SELECTED TEXT:
Rice and Powell, too
posted by matteo at 1:22 PM on May 21, 2008

The big difference with Bush is that it is now in broad daylight and they don't feel the need bother to involve proxies as much.

No, see, I disagree there. I think they'd prefer to do it with proxies and under cover, but they are so inept and have so alienated everyone in the agencies that had experience with pulling this sort of shit that they got left with the dregs and they no longer know how to do it properly with proxies. So they are both evil AND inept.
posted by Pollomacho at 1:41 PM on May 21, 2008

I thought the most interesting part was the interview with the facial expressions expert, Paul Ekman. I'm still kind of freaking over the second picture here.
posted by CunningLinguist at 3:15 PM on May 21, 2008

So they are both evil AND inept.

I just don't buy the ineptness. They are very good at what they set out to do. It just isn't what you want them to do. You don't pull off reelection without some skills in your team. They could have achieved what they wanted without the stupidity and they had people who could have helped them do it. They tortured because they wanted to and they wanted the public to know they tortured. It was a deliberate Fuck You to the civilized world in much the same way that drilling in a Nature Reserve is a deliberate Fuck You to environmentalists and letting New Orleans stay sunk was a deliberate Fuck You to a non-Republican area. Fuck You was the goal not actionable intelligence or increasing the oil supply or providing aid.

EXERCISE GOAL:
Answer these questions about the comment thread:
(a) At what time did Pollomacho post?
(b) Whom does CunningLinguist name as the facial expressions expert?
(c) According to the last comment, what can you not pull off without some skills in your team?

DATA RECORDS:
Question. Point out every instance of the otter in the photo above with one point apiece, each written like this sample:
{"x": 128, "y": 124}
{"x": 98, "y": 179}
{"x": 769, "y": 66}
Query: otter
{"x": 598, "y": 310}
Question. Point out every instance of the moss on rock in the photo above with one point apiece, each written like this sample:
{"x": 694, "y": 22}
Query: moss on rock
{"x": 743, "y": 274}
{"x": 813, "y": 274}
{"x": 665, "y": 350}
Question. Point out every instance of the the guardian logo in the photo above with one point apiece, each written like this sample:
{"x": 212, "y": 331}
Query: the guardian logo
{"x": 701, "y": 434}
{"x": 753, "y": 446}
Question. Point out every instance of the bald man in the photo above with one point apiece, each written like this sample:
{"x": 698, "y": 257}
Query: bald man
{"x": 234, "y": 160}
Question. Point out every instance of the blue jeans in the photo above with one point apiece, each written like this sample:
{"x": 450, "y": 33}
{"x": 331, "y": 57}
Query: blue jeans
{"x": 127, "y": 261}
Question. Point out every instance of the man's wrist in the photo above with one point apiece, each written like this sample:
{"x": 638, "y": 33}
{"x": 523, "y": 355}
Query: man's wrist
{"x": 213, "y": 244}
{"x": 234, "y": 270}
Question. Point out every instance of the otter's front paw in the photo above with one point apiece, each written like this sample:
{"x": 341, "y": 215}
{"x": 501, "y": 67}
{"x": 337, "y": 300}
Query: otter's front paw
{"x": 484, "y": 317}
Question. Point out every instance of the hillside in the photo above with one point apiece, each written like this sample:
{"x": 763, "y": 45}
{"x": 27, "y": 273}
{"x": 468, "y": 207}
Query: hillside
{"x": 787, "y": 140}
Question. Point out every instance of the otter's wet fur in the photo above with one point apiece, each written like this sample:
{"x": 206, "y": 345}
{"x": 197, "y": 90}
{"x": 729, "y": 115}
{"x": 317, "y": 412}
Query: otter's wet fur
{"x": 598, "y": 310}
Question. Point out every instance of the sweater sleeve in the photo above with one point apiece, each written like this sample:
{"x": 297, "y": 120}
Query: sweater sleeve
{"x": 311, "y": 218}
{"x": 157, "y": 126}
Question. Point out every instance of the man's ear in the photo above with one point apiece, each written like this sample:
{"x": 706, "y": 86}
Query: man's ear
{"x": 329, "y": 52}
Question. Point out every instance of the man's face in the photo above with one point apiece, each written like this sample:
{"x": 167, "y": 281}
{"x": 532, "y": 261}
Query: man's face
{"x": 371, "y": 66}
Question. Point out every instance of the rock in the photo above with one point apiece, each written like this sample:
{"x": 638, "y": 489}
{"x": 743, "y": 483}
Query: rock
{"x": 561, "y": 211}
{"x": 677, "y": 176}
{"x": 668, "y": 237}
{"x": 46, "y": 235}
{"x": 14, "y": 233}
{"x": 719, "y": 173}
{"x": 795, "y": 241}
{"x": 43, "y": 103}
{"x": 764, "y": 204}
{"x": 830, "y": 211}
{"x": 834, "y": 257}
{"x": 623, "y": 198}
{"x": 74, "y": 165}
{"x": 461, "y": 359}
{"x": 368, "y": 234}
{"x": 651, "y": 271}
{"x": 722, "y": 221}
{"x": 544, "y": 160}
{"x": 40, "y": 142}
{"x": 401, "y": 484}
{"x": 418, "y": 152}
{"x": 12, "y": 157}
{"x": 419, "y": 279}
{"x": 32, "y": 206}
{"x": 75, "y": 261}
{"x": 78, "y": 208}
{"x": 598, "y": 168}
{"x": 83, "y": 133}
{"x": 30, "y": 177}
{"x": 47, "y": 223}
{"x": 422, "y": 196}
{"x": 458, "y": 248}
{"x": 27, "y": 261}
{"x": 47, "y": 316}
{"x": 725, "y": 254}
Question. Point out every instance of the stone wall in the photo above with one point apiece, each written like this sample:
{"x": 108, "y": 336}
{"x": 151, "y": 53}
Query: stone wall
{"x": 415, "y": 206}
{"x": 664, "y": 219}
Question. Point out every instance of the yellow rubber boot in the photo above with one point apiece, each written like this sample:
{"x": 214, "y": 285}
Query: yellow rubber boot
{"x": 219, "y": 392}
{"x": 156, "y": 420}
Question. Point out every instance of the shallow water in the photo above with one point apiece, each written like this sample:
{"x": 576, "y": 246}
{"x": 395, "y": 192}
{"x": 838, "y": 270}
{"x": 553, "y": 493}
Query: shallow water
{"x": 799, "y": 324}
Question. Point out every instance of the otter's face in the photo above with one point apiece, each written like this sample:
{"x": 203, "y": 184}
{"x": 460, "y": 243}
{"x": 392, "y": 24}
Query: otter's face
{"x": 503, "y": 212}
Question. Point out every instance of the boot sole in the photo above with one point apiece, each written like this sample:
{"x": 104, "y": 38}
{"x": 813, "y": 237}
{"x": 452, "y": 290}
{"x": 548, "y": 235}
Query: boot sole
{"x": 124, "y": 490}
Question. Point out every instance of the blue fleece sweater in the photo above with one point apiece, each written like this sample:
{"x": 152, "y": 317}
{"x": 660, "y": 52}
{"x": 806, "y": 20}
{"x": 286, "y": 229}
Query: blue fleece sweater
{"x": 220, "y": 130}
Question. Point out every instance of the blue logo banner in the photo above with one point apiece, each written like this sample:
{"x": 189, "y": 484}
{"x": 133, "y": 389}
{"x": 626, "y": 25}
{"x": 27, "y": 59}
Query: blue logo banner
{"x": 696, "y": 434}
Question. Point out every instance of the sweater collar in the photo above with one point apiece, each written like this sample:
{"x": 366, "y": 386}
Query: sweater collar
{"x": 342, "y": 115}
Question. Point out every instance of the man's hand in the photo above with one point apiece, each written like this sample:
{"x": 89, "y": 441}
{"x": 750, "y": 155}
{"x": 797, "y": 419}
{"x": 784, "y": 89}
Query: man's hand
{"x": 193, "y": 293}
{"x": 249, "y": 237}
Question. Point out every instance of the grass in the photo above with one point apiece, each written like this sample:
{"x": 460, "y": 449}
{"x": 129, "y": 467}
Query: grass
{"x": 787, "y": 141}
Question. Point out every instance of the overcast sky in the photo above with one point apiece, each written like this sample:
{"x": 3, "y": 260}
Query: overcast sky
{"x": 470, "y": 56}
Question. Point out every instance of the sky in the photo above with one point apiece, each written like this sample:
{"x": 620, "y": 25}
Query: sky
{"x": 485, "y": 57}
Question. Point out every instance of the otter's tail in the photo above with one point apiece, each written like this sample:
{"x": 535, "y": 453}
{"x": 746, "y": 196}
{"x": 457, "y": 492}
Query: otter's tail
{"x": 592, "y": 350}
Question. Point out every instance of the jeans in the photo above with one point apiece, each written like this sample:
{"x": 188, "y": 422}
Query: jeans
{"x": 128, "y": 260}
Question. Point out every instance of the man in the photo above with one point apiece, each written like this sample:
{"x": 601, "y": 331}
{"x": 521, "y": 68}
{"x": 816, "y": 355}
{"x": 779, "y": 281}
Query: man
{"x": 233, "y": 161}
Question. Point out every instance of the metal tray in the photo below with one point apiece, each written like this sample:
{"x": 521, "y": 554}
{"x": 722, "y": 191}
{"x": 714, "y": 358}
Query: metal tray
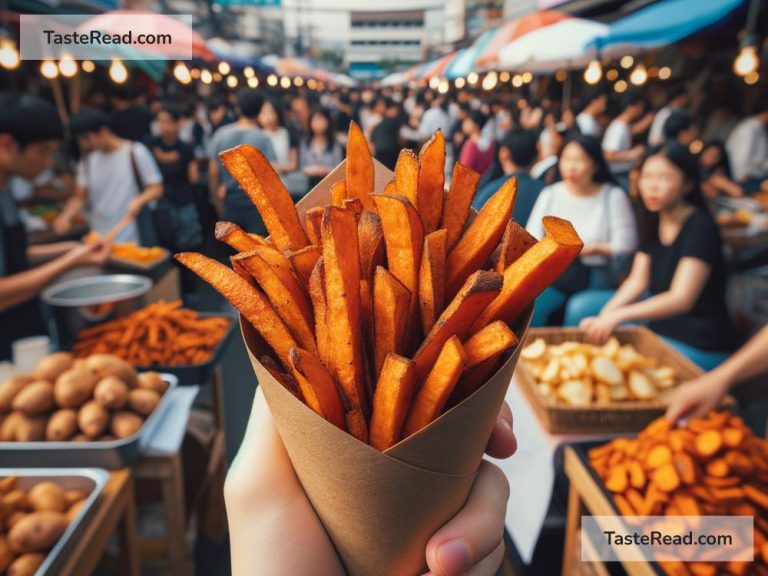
{"x": 197, "y": 374}
{"x": 89, "y": 480}
{"x": 112, "y": 454}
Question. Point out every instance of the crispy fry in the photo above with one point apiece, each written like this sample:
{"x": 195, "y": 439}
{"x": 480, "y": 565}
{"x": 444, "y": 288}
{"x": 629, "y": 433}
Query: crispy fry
{"x": 407, "y": 175}
{"x": 360, "y": 175}
{"x": 247, "y": 299}
{"x": 303, "y": 261}
{"x": 458, "y": 201}
{"x": 391, "y": 402}
{"x": 274, "y": 275}
{"x": 438, "y": 387}
{"x": 391, "y": 303}
{"x": 404, "y": 241}
{"x": 525, "y": 278}
{"x": 263, "y": 186}
{"x": 313, "y": 218}
{"x": 481, "y": 238}
{"x": 429, "y": 195}
{"x": 514, "y": 243}
{"x": 231, "y": 234}
{"x": 479, "y": 289}
{"x": 317, "y": 386}
{"x": 342, "y": 284}
{"x": 432, "y": 279}
{"x": 338, "y": 193}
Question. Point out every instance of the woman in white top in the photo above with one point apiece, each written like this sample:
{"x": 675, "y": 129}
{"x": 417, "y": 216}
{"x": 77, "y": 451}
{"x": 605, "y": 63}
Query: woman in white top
{"x": 600, "y": 212}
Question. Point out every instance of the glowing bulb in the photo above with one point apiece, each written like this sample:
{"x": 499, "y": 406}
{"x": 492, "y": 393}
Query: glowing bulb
{"x": 49, "y": 69}
{"x": 593, "y": 73}
{"x": 639, "y": 75}
{"x": 181, "y": 73}
{"x": 118, "y": 72}
{"x": 490, "y": 81}
{"x": 9, "y": 55}
{"x": 67, "y": 66}
{"x": 747, "y": 61}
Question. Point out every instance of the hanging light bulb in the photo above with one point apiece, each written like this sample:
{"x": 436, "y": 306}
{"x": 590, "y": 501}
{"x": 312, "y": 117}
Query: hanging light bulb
{"x": 67, "y": 66}
{"x": 118, "y": 72}
{"x": 182, "y": 73}
{"x": 639, "y": 75}
{"x": 9, "y": 55}
{"x": 747, "y": 60}
{"x": 49, "y": 69}
{"x": 593, "y": 73}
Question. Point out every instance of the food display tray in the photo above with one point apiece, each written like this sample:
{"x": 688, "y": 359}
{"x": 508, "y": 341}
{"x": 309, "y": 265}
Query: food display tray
{"x": 111, "y": 454}
{"x": 89, "y": 480}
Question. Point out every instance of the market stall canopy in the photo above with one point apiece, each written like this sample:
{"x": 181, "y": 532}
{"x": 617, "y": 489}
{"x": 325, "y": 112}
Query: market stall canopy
{"x": 662, "y": 23}
{"x": 561, "y": 45}
{"x": 466, "y": 60}
{"x": 114, "y": 22}
{"x": 515, "y": 29}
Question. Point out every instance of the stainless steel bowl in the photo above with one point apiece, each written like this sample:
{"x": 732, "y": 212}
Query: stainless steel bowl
{"x": 83, "y": 302}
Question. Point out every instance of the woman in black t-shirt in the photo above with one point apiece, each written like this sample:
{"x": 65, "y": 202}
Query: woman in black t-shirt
{"x": 679, "y": 265}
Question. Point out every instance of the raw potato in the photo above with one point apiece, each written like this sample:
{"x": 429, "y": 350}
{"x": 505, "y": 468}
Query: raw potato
{"x": 62, "y": 425}
{"x": 74, "y": 387}
{"x": 92, "y": 419}
{"x": 47, "y": 496}
{"x": 26, "y": 565}
{"x": 9, "y": 389}
{"x": 103, "y": 365}
{"x": 36, "y": 532}
{"x": 143, "y": 401}
{"x": 152, "y": 381}
{"x": 111, "y": 393}
{"x": 125, "y": 424}
{"x": 53, "y": 366}
{"x": 35, "y": 398}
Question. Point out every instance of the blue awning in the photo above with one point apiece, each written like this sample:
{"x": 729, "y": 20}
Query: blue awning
{"x": 665, "y": 22}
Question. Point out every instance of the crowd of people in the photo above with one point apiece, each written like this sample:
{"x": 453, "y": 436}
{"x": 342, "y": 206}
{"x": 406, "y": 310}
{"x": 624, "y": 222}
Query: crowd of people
{"x": 633, "y": 172}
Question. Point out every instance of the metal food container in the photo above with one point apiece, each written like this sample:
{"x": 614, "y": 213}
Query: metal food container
{"x": 84, "y": 302}
{"x": 89, "y": 480}
{"x": 112, "y": 454}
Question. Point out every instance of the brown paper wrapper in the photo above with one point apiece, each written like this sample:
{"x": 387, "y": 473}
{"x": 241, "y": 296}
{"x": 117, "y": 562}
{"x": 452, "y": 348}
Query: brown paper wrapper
{"x": 380, "y": 509}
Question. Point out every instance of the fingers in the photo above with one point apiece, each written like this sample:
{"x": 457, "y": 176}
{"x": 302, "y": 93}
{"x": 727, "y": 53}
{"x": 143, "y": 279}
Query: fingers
{"x": 476, "y": 531}
{"x": 503, "y": 442}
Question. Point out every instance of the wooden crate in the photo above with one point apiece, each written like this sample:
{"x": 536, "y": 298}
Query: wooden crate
{"x": 628, "y": 416}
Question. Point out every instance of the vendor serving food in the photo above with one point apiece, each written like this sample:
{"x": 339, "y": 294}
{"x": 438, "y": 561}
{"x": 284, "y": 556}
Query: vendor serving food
{"x": 29, "y": 133}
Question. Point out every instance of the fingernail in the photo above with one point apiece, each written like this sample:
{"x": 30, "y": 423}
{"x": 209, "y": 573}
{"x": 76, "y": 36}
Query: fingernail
{"x": 454, "y": 557}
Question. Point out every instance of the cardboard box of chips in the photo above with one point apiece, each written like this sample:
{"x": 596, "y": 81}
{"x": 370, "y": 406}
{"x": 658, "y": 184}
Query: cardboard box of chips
{"x": 577, "y": 388}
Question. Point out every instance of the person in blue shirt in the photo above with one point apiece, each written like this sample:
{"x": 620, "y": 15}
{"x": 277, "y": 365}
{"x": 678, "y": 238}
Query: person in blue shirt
{"x": 516, "y": 154}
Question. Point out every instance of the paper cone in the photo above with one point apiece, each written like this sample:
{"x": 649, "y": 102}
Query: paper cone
{"x": 380, "y": 509}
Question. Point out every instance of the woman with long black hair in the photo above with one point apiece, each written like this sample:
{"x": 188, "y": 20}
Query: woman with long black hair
{"x": 679, "y": 265}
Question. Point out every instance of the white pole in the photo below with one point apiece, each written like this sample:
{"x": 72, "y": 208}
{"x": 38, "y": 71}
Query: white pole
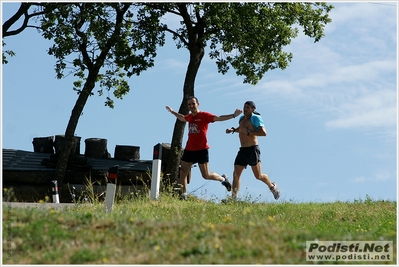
{"x": 54, "y": 190}
{"x": 111, "y": 189}
{"x": 156, "y": 172}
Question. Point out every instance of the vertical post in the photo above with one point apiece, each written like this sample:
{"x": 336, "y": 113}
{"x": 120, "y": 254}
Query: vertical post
{"x": 156, "y": 171}
{"x": 111, "y": 188}
{"x": 54, "y": 191}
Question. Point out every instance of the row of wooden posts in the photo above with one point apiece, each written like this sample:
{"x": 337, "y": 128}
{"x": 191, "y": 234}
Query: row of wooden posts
{"x": 94, "y": 147}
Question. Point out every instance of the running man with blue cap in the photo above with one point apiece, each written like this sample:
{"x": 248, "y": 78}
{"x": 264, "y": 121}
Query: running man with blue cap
{"x": 250, "y": 127}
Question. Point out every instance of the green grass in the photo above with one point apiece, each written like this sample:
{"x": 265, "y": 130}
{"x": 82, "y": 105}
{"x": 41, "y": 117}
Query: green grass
{"x": 170, "y": 231}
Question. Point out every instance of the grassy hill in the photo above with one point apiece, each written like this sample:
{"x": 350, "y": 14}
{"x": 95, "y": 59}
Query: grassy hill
{"x": 170, "y": 231}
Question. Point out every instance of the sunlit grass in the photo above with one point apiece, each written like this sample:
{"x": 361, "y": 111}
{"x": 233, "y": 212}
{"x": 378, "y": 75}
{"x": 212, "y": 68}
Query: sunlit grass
{"x": 170, "y": 231}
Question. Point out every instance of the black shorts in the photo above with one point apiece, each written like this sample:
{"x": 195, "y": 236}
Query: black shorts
{"x": 248, "y": 156}
{"x": 200, "y": 156}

OUTPUT OF THE TASK:
(a) 1:41 PM on May 21, 2008
(b) Paul Ekman
(c) Reelection